EXERCISE GOAL: Render the listing below as a two-column CSV with the headers "prompt" and "answer", one row for each entry in the listing. Put each entry's text and its answer in one quoted field apiece, turn line breaks into spaces, and leave out the pictures.

DATA FOR THIS EXERCISE:
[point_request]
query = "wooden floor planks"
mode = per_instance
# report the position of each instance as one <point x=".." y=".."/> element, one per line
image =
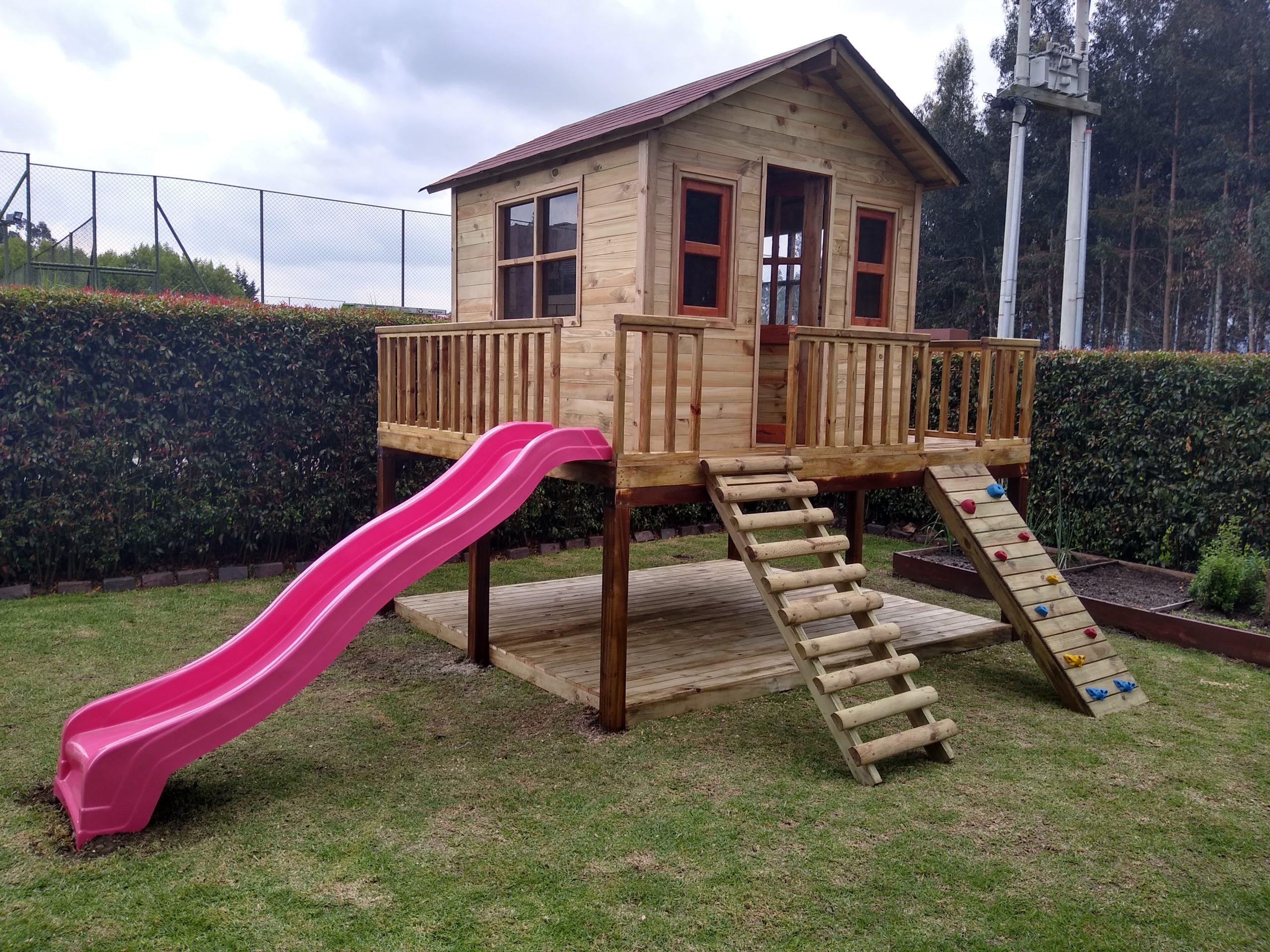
<point x="699" y="635"/>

SOLVED EXERCISE:
prompt,answer
"[point_request] query = ""wooden floor planks"" mode = per_instance # report the position of each instance as one <point x="".."" y=""..""/> element, one per line image =","<point x=""699"" y=""635""/>"